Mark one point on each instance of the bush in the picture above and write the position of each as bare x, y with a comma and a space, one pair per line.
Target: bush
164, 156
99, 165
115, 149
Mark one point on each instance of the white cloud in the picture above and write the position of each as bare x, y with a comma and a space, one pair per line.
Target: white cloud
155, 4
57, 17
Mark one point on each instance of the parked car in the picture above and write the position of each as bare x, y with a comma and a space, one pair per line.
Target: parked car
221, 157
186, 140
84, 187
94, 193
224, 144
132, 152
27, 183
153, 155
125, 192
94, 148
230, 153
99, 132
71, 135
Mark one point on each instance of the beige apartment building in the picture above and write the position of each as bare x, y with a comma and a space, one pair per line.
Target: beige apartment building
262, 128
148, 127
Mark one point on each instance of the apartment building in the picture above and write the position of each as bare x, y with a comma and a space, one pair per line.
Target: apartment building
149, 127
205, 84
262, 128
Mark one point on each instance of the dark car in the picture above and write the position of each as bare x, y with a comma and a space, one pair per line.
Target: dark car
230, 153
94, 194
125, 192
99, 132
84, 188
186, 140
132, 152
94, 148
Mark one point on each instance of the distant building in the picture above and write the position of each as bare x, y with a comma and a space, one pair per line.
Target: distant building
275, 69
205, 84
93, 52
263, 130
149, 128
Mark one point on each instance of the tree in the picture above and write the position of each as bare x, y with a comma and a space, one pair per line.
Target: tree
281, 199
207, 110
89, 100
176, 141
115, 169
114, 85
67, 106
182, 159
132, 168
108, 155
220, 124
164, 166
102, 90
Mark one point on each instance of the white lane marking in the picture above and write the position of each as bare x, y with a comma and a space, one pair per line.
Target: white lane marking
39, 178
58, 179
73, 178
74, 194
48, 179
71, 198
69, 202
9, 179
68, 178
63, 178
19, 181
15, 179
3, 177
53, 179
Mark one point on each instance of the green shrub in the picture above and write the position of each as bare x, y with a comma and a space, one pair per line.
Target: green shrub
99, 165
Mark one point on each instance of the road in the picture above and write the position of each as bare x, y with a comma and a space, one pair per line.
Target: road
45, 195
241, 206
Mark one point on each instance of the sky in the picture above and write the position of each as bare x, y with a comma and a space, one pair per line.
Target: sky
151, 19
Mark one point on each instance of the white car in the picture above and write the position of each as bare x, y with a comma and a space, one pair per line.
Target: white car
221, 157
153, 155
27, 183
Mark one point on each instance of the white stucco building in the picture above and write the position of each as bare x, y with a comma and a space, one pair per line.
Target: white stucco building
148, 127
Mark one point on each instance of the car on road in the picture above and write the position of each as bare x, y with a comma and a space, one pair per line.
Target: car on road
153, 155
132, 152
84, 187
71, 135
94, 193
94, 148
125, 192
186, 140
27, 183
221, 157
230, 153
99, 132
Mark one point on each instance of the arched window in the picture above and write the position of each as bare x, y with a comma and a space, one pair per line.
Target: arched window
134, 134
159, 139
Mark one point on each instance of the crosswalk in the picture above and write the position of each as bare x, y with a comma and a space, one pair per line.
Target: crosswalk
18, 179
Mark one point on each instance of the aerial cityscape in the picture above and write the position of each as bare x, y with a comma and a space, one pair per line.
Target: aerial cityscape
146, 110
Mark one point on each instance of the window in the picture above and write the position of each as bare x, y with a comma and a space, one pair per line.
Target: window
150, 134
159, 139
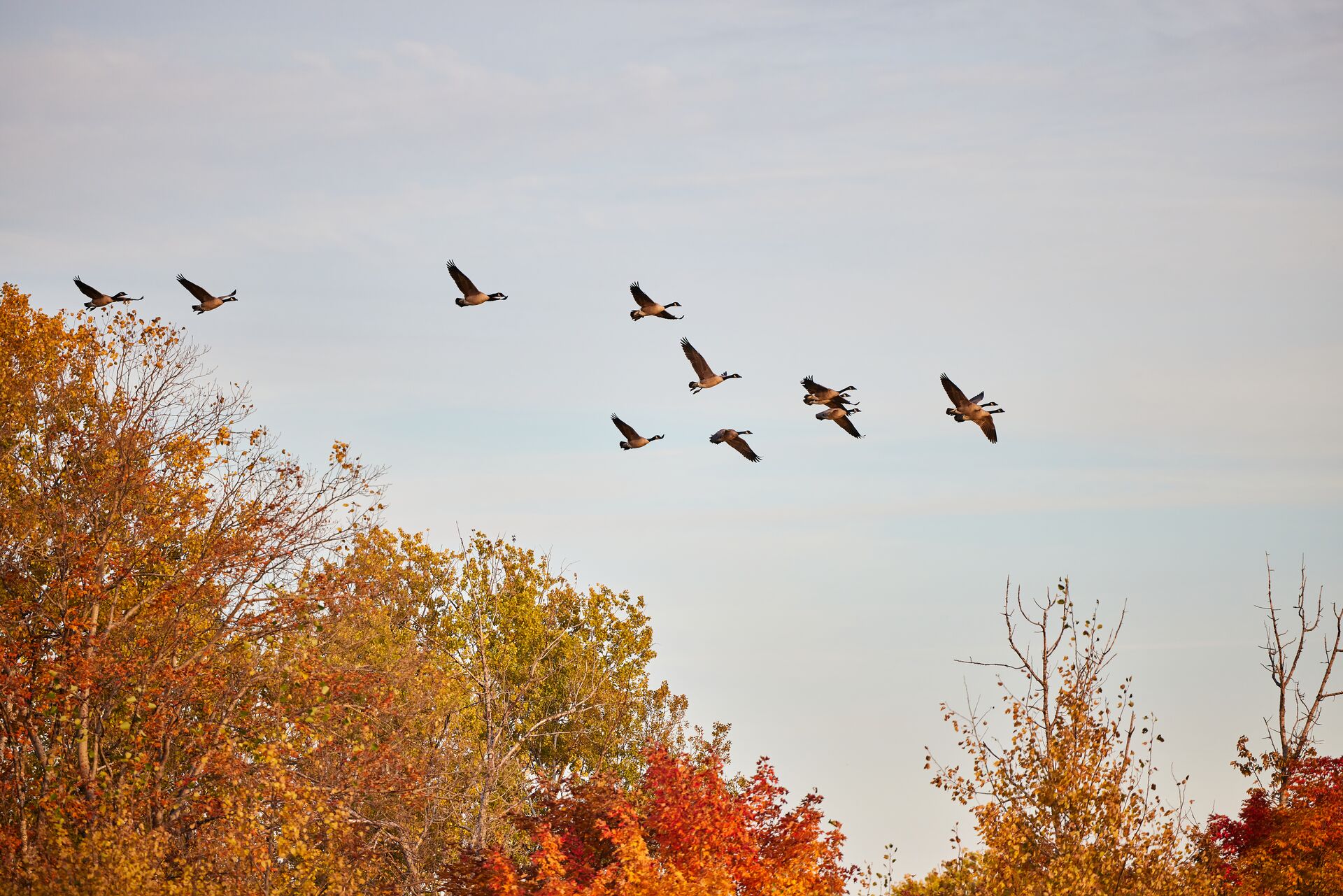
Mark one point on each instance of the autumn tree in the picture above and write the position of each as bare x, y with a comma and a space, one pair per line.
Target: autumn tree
150, 544
1300, 697
478, 676
1067, 798
1291, 846
683, 829
1288, 836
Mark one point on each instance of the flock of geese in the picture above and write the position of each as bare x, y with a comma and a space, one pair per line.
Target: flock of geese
837, 404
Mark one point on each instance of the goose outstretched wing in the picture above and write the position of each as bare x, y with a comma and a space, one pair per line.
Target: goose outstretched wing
462, 281
814, 387
625, 427
958, 398
195, 290
702, 367
848, 426
86, 289
639, 296
744, 450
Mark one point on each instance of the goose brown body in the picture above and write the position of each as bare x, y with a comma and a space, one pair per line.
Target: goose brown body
206, 303
818, 394
969, 408
841, 417
708, 379
100, 300
633, 439
470, 294
648, 308
734, 439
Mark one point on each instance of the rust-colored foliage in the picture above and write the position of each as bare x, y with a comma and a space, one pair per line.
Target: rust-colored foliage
1288, 849
685, 829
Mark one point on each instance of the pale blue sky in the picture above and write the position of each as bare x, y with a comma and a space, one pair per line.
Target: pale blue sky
1125, 222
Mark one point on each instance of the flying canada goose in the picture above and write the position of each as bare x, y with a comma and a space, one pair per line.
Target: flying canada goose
634, 439
841, 417
470, 296
207, 301
818, 394
708, 379
970, 408
99, 300
648, 308
734, 439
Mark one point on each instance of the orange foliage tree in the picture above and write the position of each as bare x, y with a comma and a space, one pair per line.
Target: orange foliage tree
1065, 801
684, 829
218, 675
151, 546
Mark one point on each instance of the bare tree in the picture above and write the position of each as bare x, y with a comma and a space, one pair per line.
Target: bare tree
1291, 735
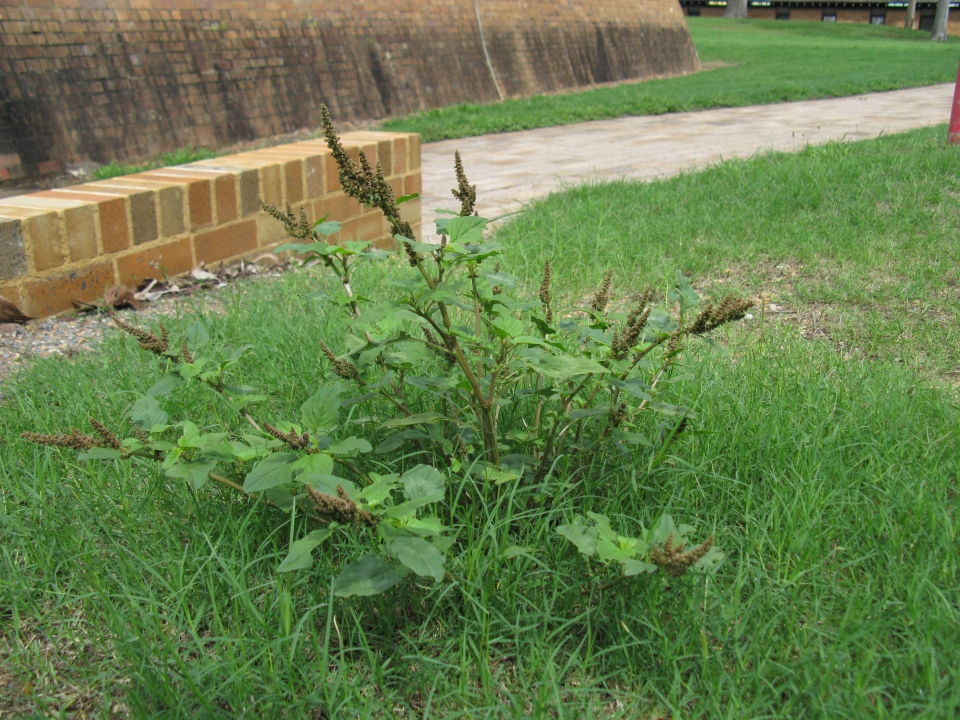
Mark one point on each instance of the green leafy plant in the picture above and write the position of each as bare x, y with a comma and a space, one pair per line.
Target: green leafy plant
458, 376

++++

### DESCRIPTION OF THE TASK
The result should be a precise copy of all the entries, free of pictures.

### RESULT OF THIS TASK
Mark one point on each instance of the bush in the picture above and write the position of each as bare x, y with a comma and a space, one pair per line.
Target: bush
164, 156
99, 165
115, 149
Mark one point on each instance of the white cloud in the picture above and write the position of each as bare x, y with a comma and a space, one pair per line.
Target: white cloud
155, 4
57, 17
Mark one point on each instance of the parked car in the picture above and write the position of each as bare x, y with a comma and a space, one pair per line.
Target: parked car
221, 157
186, 140
84, 187
94, 193
224, 144
132, 152
27, 183
153, 155
125, 192
94, 148
230, 153
99, 132
71, 135
Mark one point on each instance of the beige apartment building in the picture above and write the position of each as bare x, y with a comma and a space, one pair per line.
Target: beige apartment building
262, 128
148, 127
Mark one point on each instance of the apartment building in the picture above and write the position of each as bare x, y with a comma and a space, one pair per line.
Target: apartment building
149, 127
205, 84
262, 128
Mark one point on each instance of the dark car in the picture above and write the position of each as bare x, y with a comma and a space, one pair per line.
Target: dark car
230, 153
94, 194
125, 192
99, 132
84, 188
186, 140
132, 152
94, 148
Mark one point on each instance of the distant building in the picture above and write the position of each as bare x, y with a comma and a space, one pair per line.
Target: distant building
275, 69
205, 84
93, 52
263, 130
149, 128
Mark one point on each instance of the tree in the picture above and write the position of each as bare x, y with a comma and a space, one pair per line.
Target: tree
281, 199
207, 110
89, 100
176, 141
115, 169
114, 85
67, 106
182, 159
132, 168
108, 155
220, 124
164, 166
102, 90
Mark one point on each instance of the white lane marking in the picture above and write the position of each as bare x, y with a comma and a space, one pair per line.
Target: white lane marking
39, 178
58, 179
73, 178
74, 194
48, 179
71, 198
69, 202
9, 179
68, 178
63, 178
19, 181
15, 179
3, 177
53, 179
Mark one point on each instance of the green shrub in the picture above and write the position of each as bare x, y with a comma and a space, one pair per line.
Target: green shrub
99, 165
Mark one point on each instance of the road in the picture above and write the position of each as bare x, y with a comma and a space, one pair per line.
Target: road
45, 195
241, 206
Mark one point on each instance of the sky in the picture above and write the position of each as bare x, y with a comma and a space, one pair per line.
Target: sky
151, 19
Mark one point on each instance of the white car in the picture above and write the position of each as bare x, y with a comma and a space, one pair per line.
Target: white car
221, 157
153, 155
27, 183
Mark one point on each instance of the white stucco building in the picture above and write the position of each as bare x, y with a comma and a space, one pair per line.
Target: white stucco building
148, 127
Mark one point on each instance of the car on road in the picture above and write the position of each as bare x, y with a comma and a space, one pair per line.
Target: car on road
153, 155
132, 152
84, 187
71, 135
94, 193
94, 148
125, 192
186, 140
27, 183
221, 157
230, 153
99, 132
Mark one point on each instance of the arched window in the picture above and write the position of each as bare x, y with a comma and a space, one pair per line.
Target: arched window
134, 134
159, 139
Mark one point on each instance of the crosswalk in the picture above and write the position of each as bare x, y with a comma and a space, one pair per line.
Target: crosswalk
18, 179
Mark one point on each instance of the aerial cityscape in the picture above and write the position of each as bare x, y with a comma and a space, one pair per line.
Target: aerial cityscape
146, 110
Mark one point on each instance of the window in the picture above and write the position of each as bare x, y with a comma and a space, one pair per line.
Target: window
150, 134
159, 139
Mark one point on each instance of the autumn tree in the picture above and write the position of each as bare x, y with a comma and a space, one pair per line.
Target: autumn tree
150, 544
1300, 697
478, 676
1067, 798
1291, 846
683, 829
1288, 836
Mark one point on each instance of the flock of geese in the picture above and write the position of each as bare x, y with a comma and a space, one pair per line.
Target: flock of geese
837, 404
Mark one point on each instance of the goose outstretched wing in the picture above and write the position of each as bare x, y with a comma and a space, one pair per line.
Target: goose outstretched wing
462, 281
814, 387
625, 427
958, 398
195, 290
702, 367
848, 426
86, 289
639, 296
744, 450
Mark one point on each instance of the goose brown body in the picture above and write the position of each as bare x, y with a comma and a space, one pair per line.
Target: goose brown body
206, 303
818, 394
969, 408
841, 417
708, 379
100, 300
633, 439
470, 294
648, 308
734, 439
Mark one point on each instance of the rust-colored foliage in the picture above and write the position of each as bare x, y with a comma and a space, one pair per line.
Target: rust-colored foliage
1288, 849
685, 829
Mark one point on each instance of the pale blue sky in the picture above and write the position of each as bare x, y with a comma and a space, one pair per line.
Target: pale blue sky
1125, 222
Mark one point on each instance of the flying canada goose in the picture above and write the position of each as bare x, y with a comma and a space, one pair per line.
Target: flying canada goose
634, 439
841, 417
470, 296
207, 301
818, 394
708, 379
970, 408
99, 300
648, 308
734, 439
Mark one point on each instance of the orange foliage tree in the picture above and write the position of each as bare x, y with a comma and a space, one pair per line.
Target: orange foliage tree
1065, 801
684, 829
218, 675
151, 546
Mark one point on each instance of the bare tree in the picture above and write the position of each as bare x, y with a comma and a space, one pair per line.
Target: bare tree
1291, 735
Mark one point on each instance of the green leafy plant in the picture above and write the position of each as bare x, y with a comma and a space, one pair per line.
Target: green leafy plant
458, 376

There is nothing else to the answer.